- **SCHRIFTLICHE ANWEISUNG 1**
Liste jede Zeile der Einträge auf, in der die Zeichenfolge „stadium“ vorkommt.

===============

Die Frage, wer denn das Material des aktuellen Werks „…And Everything In Between“ (2023) kenne, ist angesichts dieser Bilder wohl eher rhetorisch zu werten: Der Jubel nach dem gefühlvollen Solo von „Blackbone“ spricht eine ähnlich deutliche Sprache wie die begeisterten Aufschreie, als Gitarrist Manuel Gardner Fernandes die ersten Takte der Single „Thrash“ anstimmt. Dass der Mix heute nicht ganz so glasklar ausfällt wie zuletzt auf dem SUMMER BREEZE OPEN AIR, kann weder Songmaterial noch unserer Stimmung etwas anhaben. Die wichtigen Details sind präsent und werden in visueller Hinsicht durch animierte Projektionen untermalt.
Ob Stagediving oder Lichtermeer: UNPROCESSED können auf ihre Fans zählen
Eine ausgeklügelte Videoshow bieten UNPROCESSED zwar nicht, doch ist das angesichts der spieltechnischen Meisterklasse ohnehin zweitrangig: Die Augen der Münchner:innen wandern daher ohnehin lieber über die Griffbretter, wenn nicht gerade ein älterer Track wie „Abandoned“ zum Mithüpfen animiert oder die Ballade „Glass“ nach passender Lichtuntermalung schreit. Tatsächlich dürfte die Kranhalle heute einen Pro-Kopf-Rekord aufstellen: Zumindest in unserer näheren Umgebung zeigt die Gruppendynamik Wirkung, sodass nicht ein einziges Smartphone in der Tasche bleibt.

===============

- **SCHRIFTLICHE ANWEISUNG 2**
Welcher Gitarrist stimmt laut dem Konzertbericht die ersten Takte der Single „Thrash“ an?

(Einträge zur Kennzeichnung von Objektpositionen)
===============

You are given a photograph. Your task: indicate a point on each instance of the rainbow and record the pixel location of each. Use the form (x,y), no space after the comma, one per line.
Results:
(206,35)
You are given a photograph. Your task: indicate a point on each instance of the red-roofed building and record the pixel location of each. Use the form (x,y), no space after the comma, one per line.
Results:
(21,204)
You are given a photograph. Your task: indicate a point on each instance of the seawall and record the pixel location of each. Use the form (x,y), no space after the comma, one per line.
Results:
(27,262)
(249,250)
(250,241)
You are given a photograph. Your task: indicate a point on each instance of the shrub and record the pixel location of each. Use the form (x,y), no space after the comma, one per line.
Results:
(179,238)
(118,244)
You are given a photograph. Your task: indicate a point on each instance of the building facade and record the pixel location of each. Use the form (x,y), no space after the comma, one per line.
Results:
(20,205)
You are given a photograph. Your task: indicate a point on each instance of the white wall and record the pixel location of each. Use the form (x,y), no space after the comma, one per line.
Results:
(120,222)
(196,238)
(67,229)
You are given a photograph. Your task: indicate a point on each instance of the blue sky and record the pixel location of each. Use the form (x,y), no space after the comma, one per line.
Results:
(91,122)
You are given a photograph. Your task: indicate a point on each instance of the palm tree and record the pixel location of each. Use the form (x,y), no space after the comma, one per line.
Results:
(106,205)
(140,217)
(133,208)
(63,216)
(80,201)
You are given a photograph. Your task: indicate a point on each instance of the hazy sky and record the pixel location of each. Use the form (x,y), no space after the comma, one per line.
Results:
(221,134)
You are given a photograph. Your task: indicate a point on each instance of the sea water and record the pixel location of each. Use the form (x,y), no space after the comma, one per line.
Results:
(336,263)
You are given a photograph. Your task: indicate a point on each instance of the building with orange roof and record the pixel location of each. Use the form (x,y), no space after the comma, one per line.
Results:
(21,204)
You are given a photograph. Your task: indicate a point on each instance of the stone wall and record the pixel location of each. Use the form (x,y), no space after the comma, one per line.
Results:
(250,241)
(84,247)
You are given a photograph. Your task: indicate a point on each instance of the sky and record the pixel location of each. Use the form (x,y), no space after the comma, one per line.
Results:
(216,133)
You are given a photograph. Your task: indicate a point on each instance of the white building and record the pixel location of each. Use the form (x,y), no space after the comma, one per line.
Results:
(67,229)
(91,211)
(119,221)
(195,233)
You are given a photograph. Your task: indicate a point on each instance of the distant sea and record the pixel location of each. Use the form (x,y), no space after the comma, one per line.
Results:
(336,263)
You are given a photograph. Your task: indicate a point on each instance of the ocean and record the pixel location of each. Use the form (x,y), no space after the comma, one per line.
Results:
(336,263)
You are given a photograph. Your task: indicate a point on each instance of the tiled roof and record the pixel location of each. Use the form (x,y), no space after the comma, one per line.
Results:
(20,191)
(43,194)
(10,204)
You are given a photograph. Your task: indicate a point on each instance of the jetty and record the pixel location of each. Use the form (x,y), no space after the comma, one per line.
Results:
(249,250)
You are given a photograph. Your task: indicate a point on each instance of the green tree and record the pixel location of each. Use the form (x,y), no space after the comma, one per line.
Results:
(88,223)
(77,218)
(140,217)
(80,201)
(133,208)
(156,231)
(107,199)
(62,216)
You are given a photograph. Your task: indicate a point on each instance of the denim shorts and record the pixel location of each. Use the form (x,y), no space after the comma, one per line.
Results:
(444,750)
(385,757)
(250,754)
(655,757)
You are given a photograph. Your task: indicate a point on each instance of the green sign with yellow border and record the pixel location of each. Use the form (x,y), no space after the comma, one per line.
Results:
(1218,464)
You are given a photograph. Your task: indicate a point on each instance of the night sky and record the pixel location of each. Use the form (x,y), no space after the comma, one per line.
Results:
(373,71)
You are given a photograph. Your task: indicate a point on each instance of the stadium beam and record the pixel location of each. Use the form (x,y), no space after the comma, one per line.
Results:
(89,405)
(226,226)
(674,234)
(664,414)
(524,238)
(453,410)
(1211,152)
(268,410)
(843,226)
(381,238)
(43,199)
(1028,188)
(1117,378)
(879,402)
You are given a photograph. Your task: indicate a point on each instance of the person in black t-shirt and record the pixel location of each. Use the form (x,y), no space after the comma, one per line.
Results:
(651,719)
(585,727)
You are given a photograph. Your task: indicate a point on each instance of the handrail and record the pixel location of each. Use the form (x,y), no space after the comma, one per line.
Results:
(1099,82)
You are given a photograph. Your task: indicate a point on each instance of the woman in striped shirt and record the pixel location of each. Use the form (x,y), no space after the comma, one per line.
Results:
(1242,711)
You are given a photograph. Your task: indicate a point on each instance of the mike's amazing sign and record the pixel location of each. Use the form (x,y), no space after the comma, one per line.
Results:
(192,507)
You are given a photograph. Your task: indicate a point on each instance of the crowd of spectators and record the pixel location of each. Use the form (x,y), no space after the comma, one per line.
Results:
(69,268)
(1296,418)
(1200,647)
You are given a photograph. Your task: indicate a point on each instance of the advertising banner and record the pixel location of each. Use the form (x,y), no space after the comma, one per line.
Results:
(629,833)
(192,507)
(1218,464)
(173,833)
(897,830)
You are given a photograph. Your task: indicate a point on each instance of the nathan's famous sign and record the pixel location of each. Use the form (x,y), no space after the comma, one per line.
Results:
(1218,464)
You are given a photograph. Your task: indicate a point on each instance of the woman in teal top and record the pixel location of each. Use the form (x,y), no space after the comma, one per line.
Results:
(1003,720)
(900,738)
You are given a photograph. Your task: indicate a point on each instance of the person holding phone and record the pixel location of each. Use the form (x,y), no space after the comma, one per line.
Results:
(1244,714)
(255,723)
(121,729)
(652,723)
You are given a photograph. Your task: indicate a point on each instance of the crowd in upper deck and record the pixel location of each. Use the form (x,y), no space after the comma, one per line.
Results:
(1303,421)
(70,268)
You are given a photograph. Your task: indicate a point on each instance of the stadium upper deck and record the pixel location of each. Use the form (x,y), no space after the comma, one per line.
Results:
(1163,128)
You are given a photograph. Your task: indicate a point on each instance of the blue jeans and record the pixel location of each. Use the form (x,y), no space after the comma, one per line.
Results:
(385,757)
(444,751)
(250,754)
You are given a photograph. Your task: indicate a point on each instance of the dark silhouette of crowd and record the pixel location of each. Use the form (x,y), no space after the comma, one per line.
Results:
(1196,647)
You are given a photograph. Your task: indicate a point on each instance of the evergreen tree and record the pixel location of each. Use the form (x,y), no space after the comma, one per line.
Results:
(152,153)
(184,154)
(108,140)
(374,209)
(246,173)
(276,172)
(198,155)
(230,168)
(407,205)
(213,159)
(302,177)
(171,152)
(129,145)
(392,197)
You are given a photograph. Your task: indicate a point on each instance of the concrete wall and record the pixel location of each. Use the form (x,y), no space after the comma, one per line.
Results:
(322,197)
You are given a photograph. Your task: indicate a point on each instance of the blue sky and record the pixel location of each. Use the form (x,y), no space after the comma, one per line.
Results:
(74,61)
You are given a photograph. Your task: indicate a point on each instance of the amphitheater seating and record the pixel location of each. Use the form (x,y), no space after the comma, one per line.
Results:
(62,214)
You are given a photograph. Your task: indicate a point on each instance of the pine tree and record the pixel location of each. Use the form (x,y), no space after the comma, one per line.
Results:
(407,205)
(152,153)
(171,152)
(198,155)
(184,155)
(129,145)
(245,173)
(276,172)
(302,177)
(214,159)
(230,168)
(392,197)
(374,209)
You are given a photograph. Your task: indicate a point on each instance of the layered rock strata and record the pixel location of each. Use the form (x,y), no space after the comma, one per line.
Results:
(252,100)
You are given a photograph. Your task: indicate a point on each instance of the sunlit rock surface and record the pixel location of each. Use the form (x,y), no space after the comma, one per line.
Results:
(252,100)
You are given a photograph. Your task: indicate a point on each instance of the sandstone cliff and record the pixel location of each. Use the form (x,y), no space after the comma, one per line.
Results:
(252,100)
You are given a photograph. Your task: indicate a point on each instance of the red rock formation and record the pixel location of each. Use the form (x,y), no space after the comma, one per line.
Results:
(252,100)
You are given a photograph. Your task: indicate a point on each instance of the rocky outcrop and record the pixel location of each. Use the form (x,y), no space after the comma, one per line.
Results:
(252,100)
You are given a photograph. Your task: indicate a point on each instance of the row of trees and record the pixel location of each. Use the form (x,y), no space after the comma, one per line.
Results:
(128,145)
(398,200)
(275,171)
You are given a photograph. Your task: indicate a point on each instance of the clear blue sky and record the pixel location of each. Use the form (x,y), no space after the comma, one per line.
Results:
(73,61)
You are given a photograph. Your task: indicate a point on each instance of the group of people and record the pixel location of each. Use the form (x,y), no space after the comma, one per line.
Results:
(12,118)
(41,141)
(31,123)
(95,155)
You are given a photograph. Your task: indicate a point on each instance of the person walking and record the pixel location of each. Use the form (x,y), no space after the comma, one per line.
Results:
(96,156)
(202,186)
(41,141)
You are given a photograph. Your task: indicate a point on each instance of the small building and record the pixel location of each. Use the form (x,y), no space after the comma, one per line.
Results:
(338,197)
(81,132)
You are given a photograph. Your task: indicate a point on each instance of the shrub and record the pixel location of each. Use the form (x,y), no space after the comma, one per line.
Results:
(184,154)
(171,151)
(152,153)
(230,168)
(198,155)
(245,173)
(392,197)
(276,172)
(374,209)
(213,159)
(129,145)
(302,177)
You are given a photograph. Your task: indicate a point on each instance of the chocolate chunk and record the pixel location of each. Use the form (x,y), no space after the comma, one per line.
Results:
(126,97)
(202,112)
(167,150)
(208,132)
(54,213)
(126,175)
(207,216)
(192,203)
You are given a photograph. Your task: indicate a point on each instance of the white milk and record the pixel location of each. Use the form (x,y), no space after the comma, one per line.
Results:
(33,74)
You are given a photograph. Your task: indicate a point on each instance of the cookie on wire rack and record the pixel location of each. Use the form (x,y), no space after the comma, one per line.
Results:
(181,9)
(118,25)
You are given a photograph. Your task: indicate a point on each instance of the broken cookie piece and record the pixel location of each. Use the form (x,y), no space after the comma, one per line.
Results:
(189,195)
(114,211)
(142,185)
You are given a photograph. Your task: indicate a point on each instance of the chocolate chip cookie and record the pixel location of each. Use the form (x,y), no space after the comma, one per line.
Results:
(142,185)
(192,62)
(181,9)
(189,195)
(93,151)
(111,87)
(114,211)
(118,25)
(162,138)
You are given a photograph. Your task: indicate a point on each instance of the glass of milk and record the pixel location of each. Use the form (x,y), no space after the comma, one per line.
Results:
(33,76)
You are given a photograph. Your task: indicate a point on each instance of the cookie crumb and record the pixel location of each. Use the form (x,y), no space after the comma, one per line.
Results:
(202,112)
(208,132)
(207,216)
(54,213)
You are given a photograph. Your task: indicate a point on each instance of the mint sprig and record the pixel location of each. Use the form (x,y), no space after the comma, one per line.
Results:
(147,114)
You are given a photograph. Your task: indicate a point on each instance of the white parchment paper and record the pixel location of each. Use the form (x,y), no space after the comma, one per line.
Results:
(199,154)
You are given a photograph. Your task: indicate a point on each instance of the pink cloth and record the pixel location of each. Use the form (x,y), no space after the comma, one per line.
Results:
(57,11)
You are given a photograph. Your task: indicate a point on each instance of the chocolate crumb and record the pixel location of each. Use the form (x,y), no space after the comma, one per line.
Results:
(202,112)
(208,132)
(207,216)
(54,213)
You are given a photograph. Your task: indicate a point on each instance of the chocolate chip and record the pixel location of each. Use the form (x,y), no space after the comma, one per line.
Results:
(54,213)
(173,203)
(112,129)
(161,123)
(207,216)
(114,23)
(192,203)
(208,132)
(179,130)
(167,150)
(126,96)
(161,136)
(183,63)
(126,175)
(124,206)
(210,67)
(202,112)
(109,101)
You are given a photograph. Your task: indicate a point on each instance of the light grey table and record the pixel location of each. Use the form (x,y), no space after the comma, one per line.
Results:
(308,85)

===============

- **ANTWORT 1**
You are given a photograph. Your task: indicate a point on each instance of the stadium beam and record the pixel location of each. Use the form (x,y), no space after the comma, one per line.
You are given a photograph. Your task: indicate a point on each instance of the stadium upper deck and record the pixel location of each. Use the form (x,y), no space after the comma, one per line.

- **ANTWORT 2**
Manuel Gardner Fernandes